WORK TO DO:
Rewrite the lines below, replacing "mirror frame molding" with "window frame molding" and leaving everything else as it is. Don't include the pictures.

RECORDS SHOWN:
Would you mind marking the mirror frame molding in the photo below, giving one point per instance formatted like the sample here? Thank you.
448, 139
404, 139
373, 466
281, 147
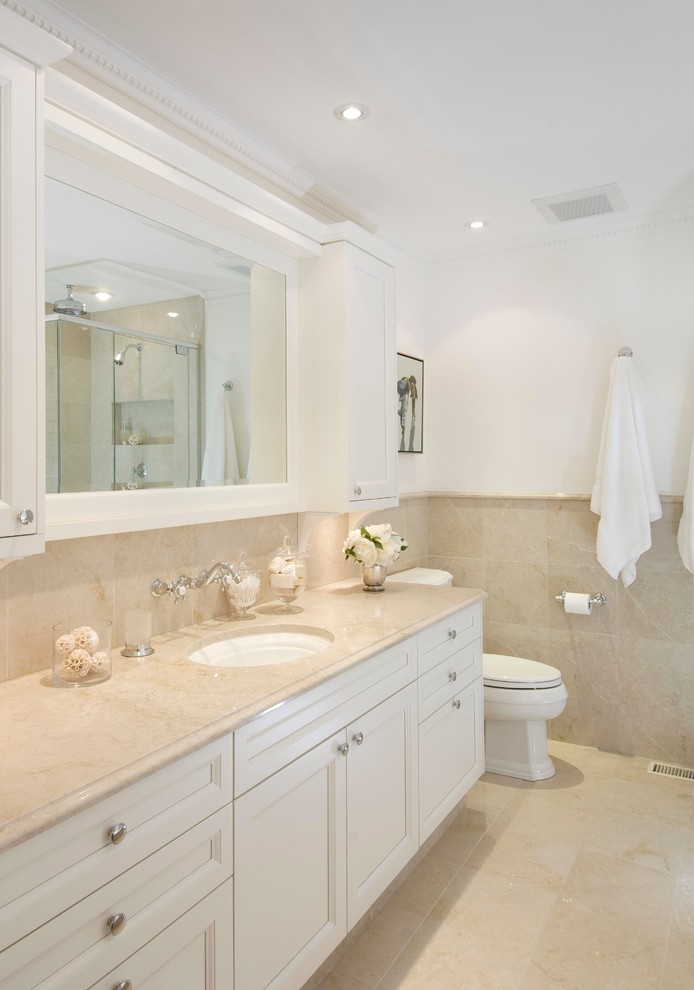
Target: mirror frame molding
98, 146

COMPLETE ANSWER:
Would you mind marking the window frame molding in the photo below, giving one point per instance formatted like the sample here? Thank you.
448, 139
404, 139
373, 466
281, 147
Target: window frame molding
98, 146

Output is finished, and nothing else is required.